»»
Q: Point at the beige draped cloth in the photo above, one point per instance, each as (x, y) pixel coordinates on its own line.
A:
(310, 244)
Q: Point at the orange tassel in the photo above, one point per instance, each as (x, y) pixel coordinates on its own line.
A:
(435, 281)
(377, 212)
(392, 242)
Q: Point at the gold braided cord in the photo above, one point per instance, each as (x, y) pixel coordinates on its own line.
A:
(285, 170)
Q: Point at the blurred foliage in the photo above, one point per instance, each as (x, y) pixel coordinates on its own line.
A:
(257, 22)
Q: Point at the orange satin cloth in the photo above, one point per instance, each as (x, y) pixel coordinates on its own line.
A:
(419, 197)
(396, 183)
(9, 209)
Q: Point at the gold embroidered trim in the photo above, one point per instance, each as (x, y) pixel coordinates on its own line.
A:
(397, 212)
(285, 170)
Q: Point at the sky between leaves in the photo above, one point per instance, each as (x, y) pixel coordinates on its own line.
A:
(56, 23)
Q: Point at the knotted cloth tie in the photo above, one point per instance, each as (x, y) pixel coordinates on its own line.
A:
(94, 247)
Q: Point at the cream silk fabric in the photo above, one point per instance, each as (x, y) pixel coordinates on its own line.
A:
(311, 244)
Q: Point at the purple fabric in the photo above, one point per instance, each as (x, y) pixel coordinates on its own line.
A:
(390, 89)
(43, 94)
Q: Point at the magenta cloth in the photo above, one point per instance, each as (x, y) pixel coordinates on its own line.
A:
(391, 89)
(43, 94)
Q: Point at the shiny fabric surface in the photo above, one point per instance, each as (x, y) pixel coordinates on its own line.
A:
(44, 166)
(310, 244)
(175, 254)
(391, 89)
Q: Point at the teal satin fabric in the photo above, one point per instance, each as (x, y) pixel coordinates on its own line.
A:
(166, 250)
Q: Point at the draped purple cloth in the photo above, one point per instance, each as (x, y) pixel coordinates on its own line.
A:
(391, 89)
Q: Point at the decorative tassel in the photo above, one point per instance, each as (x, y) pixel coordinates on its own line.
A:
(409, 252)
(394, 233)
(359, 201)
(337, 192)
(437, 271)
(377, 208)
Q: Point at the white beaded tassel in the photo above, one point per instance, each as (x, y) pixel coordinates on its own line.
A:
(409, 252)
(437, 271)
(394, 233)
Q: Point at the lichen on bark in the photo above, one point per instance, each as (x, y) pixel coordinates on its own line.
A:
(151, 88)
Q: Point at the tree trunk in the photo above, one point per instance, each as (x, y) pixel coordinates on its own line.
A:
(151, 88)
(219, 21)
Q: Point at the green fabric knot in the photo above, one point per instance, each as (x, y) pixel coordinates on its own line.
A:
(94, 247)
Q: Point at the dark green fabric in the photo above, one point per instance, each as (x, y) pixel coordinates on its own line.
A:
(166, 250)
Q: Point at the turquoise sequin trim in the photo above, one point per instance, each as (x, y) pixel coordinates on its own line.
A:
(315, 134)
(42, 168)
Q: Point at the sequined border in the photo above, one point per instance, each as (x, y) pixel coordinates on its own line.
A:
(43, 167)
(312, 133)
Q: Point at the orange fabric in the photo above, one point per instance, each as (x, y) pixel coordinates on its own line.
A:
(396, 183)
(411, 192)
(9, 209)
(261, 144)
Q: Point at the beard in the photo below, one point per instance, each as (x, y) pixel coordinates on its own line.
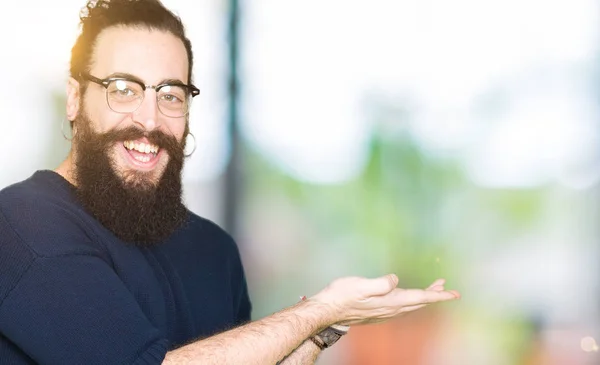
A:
(136, 207)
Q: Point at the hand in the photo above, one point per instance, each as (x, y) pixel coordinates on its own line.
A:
(356, 300)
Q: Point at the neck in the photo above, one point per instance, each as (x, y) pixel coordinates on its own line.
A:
(65, 169)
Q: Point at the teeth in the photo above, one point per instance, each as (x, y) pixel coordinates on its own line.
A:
(141, 147)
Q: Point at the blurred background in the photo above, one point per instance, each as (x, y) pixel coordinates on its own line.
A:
(427, 138)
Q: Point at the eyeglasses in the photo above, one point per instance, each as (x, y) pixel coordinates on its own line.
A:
(125, 95)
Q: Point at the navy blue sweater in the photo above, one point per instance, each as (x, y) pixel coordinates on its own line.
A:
(72, 293)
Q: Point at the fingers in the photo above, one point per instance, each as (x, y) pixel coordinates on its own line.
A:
(438, 282)
(379, 286)
(410, 297)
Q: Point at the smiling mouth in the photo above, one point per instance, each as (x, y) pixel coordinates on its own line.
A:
(140, 151)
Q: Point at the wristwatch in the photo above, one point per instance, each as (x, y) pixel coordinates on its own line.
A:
(329, 336)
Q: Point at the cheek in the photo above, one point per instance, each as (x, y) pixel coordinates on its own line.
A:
(104, 119)
(177, 128)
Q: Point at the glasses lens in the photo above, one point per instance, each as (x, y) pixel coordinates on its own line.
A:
(173, 100)
(124, 96)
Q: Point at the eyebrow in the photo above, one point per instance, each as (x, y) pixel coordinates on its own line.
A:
(129, 76)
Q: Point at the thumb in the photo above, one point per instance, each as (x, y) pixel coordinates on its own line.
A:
(381, 285)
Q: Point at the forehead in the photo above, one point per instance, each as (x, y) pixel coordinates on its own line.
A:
(151, 55)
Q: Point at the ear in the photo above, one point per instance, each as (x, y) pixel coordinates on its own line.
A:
(73, 99)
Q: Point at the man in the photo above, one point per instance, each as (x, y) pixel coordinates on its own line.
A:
(101, 263)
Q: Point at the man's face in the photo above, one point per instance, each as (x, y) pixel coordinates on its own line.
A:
(152, 57)
(132, 191)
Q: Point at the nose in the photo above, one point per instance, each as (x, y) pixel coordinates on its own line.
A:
(147, 114)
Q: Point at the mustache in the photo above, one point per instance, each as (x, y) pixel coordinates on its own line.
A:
(174, 148)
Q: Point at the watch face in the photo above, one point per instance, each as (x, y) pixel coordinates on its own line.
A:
(329, 336)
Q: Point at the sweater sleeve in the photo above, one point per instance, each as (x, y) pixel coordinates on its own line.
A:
(71, 309)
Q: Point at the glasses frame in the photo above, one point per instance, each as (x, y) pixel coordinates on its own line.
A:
(192, 90)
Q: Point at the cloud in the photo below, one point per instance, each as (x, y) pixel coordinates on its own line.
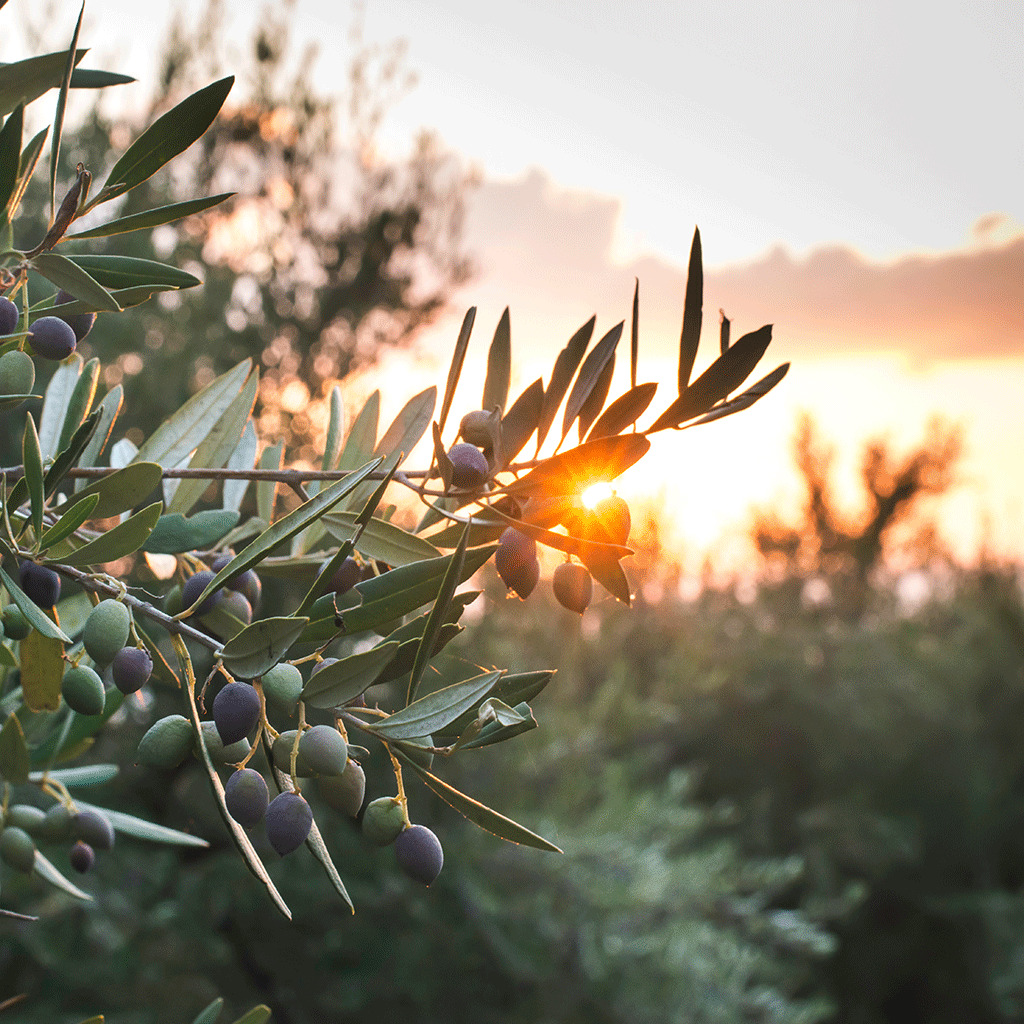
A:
(549, 253)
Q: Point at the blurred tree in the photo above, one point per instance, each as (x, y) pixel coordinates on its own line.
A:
(846, 550)
(330, 252)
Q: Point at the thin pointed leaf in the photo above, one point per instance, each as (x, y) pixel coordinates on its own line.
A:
(32, 611)
(455, 370)
(496, 384)
(718, 381)
(286, 527)
(10, 153)
(125, 539)
(166, 137)
(188, 427)
(152, 218)
(595, 400)
(520, 421)
(624, 412)
(33, 463)
(635, 335)
(481, 815)
(48, 872)
(590, 374)
(70, 275)
(451, 580)
(692, 313)
(61, 103)
(432, 713)
(573, 471)
(217, 446)
(347, 678)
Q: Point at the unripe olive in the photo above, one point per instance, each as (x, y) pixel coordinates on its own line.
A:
(288, 821)
(56, 824)
(236, 711)
(131, 669)
(51, 338)
(282, 685)
(83, 690)
(469, 466)
(572, 587)
(94, 828)
(82, 857)
(167, 742)
(247, 797)
(8, 315)
(195, 586)
(17, 373)
(81, 324)
(17, 849)
(516, 562)
(26, 817)
(383, 819)
(107, 630)
(220, 754)
(419, 853)
(41, 585)
(323, 751)
(344, 793)
(15, 626)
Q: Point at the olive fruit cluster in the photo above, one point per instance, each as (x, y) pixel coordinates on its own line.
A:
(24, 825)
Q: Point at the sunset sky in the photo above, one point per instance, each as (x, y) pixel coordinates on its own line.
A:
(856, 171)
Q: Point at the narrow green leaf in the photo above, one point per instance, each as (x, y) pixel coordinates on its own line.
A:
(451, 580)
(32, 611)
(266, 491)
(79, 776)
(70, 275)
(260, 646)
(496, 384)
(116, 272)
(380, 540)
(48, 872)
(404, 589)
(692, 313)
(13, 753)
(81, 402)
(211, 1013)
(573, 471)
(166, 137)
(42, 670)
(25, 81)
(152, 218)
(455, 370)
(481, 815)
(189, 426)
(120, 491)
(346, 679)
(436, 710)
(624, 412)
(140, 828)
(590, 375)
(69, 522)
(122, 540)
(10, 153)
(217, 446)
(72, 59)
(287, 527)
(718, 381)
(561, 376)
(521, 420)
(33, 463)
(58, 392)
(635, 335)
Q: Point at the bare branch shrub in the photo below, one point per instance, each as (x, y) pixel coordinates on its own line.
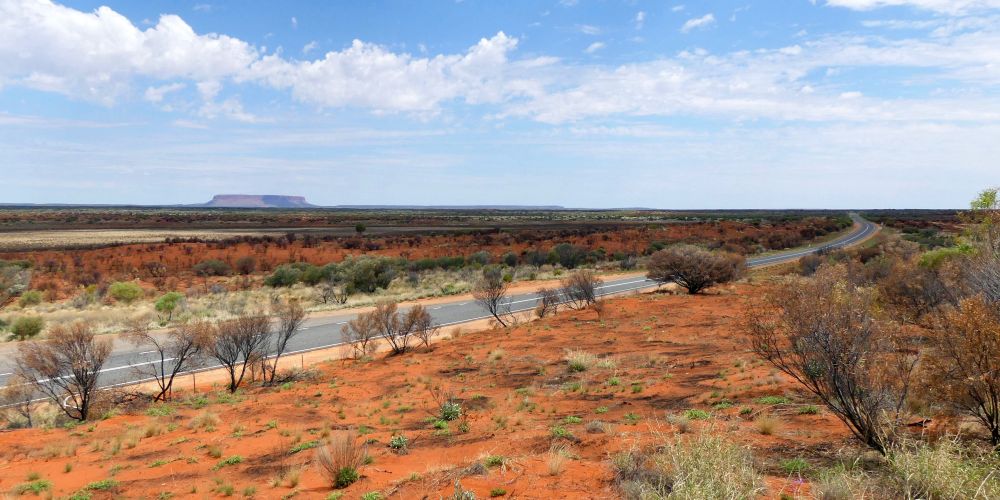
««
[PROMPT] Work out how many lines in the records above contain the word "draped". State only that number.

[OUTPUT FOR THIS EXERCISE] 2